EXCERTO A LER:
----------------------------------------

Título: Terna é a Noite
Autor: F. Scott Fitzgerald
Tradutor: Maria Filomena Duarte
Sinopse: Uns anos mais tarde, a jovem actriz Rosemary Hoyt ainda se lembra da forma idílica como conheceu o casal Diver. Os primeiros dias das suas férias na pequena povoação de Cannes, na Riviera Francesa, foram aborrecidos, mas a sorte de Rosemary muda quando conhece Dick e Nicole Warren Diver, acabando por provocar um abalo na relação do casal. O aparecimento do milionário Tommy Braban complicará ainda mais a relação dos Diver. Escrito nos anos 30, o romance é muitas vezes apontado como autobiográfico. Coincide com o internamento da mulher num hospício e com o fim do casamento do próprio Fitzgerald, que acaba por se refugiar no álcool.
Opinião: Terna é a Noite é o primeiro volume daquela que é, muito provavelmente, a melhor colecção que eu já vi sair num jornal: a Não Nobel. O conceito é fascinante (deixo mais sobre este assunto para mais tarde), reúne não uma, mas várias mãos cheias de autores interessantes, e tem uma qualidade estupidamente boa, para aquilo que é normal nestas colecções.

----------------------------------------

MATERIAL RECOLHIDO:
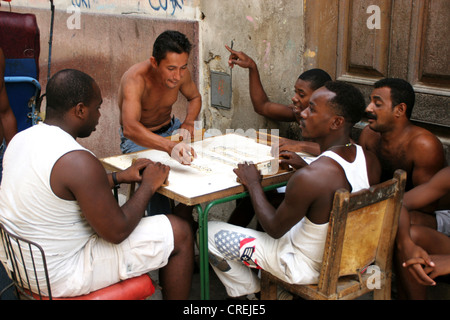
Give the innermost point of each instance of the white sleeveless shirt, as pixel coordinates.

----------------------------------------

LISTA DE TAREFAS:
1 > Cita do excerto sobre Terna é a Noite o trecho que começa nas palavras "Título: Terna é" e termina depois de "refugiar no álcool.".
2 > Indica, por favor, todos os nomes de campo que abrem as linhas do excerto sobre Terna é a Noite, antes dos dois pontos.

RESPOSTAS AOS PROBLEMAS:
1 >
Título: Terna é a Noite
Autor: F. Scott Fitzgerald
Tradutor: Maria Filomena Duarte
Sinopse: Uns anos mais tarde, a jovem actriz Rosemary Hoyt ainda se lembra da forma idílica como conheceu o casal Diver. Os primeiros dias das suas férias na pequena povoação de Cannes, na Riviera Francesa, foram aborrecidos, mas a sorte de Rosemary muda quando conhece Dick e Nicole Warren Diver, acabando por provocar um abalo na relação do casal. O aparecimento do milionário Tommy Braban complicará ainda mais a relação dos Diver. Escrito nos anos 30, o romance é muitas vezes apontado como autobiográfico. Coincide com o internamento da mulher num hospício e com o fim do casamento do próprio Fitzgerald, que acaba por se refugiar no álcool.

2 > Título, Autor, Tradutor, Sinopse, Opinião